Tâche demandée 1 ▸ Traduisez en anglais cette phrase du texte fourni : « Accès autorisé n’est pas toujours synonyme de libre utilisation. »

La future directive européenne sur le droit d’auteur contiendra des dispositions en faveur du text and data mining (exploration de données, TDM). À l’heure où les mesures juridiques envisagées font encore l’objet de débats, il paraît utile de faire le point sur la question.

Face au déferlement du Big data, il existe aujourd’hui toute une panoplie d’outils d’intelligence artificielle pour explorer et analyser de grands volumes de données (textes, statistiques, mesures, métadonnées, etc.) afin d’en extraire des informations significatives (corrélations, structures, etc.) par des traitements automatiques (algorithmes). Ces traitements impliquent l’accès (légitime ? légal ?) aux données à analyser mais également leur extraction et reproduction sur d’autres supports, leur transformation, diffusion et stockage.

Les enjeux économiques mais aussi scientifiques sont immenses. Dans le domaine scientifique, comme le souligne un rapport d’un groupe d’experts européens, le text and data mining (TDM) est un défi majeur pour la productivité des chercheurs. Un rapport du Research Consulting souligne que le TDM favorise la diffusion et la performance de la recherche scientifique mais aussi que les chercheurs français risquent de prendre du retard sur d’autres pays, face notamment au Royaume-Uni. Cependant, les droits en lice, dont notamment le droit d’auteur et ses exceptions (courte citation, copie technique, recherche), le droit des bases de données ou encore la protection des données personnelles, ne sont pas adaptés et constituent de véritables verrous à l’application des outils du TDM [1]. Accès autorisé n’est pas toujours synonyme de libre utilisation. Des droits sont, en effet,nécessaires pour les copies successives, les sélections d’extraits, les communications aux publics, etc. Tout mode d’exploitation représente un droit à avoir (loi) ou à négocier (licence).

Le cadre européen et la situation française

Alors que l’ancienne directive de 2001 ignorait le TDM, l’article 3 de la proposition d’une nouvelle directive prévoit une exception au droit d’auteur autorisant le TDM. Cette exception, qui s’imposerait à tous les États membres, s’appliquerait aux « reproductions et extractions effectuées par des organismes de recherche, en vue de procéder à une fouille de textes et de données sur des œuvres ou autres objets protégés auxquels ils ont légitimement accès à des fins de recherche scientifique ».

La proposition de la Commission européenne a été réexaminée par des commissions de travail au sein du Parlement européen (commissions des Affaires juridiques, Culture et éducation, Industrie, recherche et énergie et Marché intérieur et protection des consommateurs) avant débat en séance plénière prévue en juillet et avant son adoption (éventuelle) fin 2017.

Liste affichée ▸
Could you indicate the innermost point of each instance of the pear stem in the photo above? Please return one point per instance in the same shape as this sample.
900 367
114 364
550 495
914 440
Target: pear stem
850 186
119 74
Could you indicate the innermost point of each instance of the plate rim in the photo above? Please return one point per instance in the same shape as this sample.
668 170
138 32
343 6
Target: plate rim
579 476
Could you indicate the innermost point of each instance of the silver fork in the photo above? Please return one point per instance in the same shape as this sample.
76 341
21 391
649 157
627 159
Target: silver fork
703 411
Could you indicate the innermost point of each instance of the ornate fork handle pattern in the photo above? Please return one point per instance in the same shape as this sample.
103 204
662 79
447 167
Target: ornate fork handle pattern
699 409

* * *

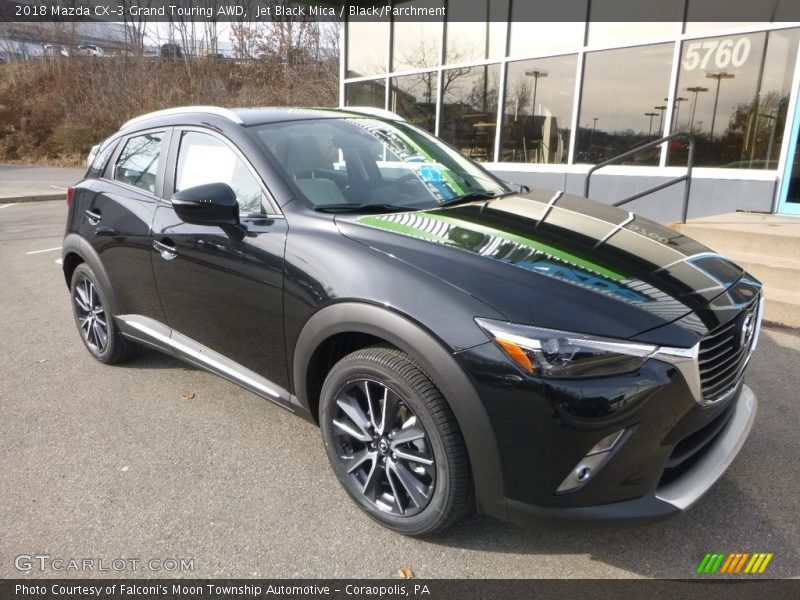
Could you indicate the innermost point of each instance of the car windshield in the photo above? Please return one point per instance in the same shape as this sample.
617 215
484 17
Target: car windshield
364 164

Tâche demandée 2 ▸ Relevez chaque ligne de la liste où figure le mot « handle ».

Réponse rédigée 1 ▸ Authorized access is not always synonymous with free use.

Réponse rédigée 2 ▸
Could you indicate the innermost point of each instance of the ornate fork handle pattern in the photo above? Please return one point per instance in the same shape as this sample.
Target: ornate fork handle pattern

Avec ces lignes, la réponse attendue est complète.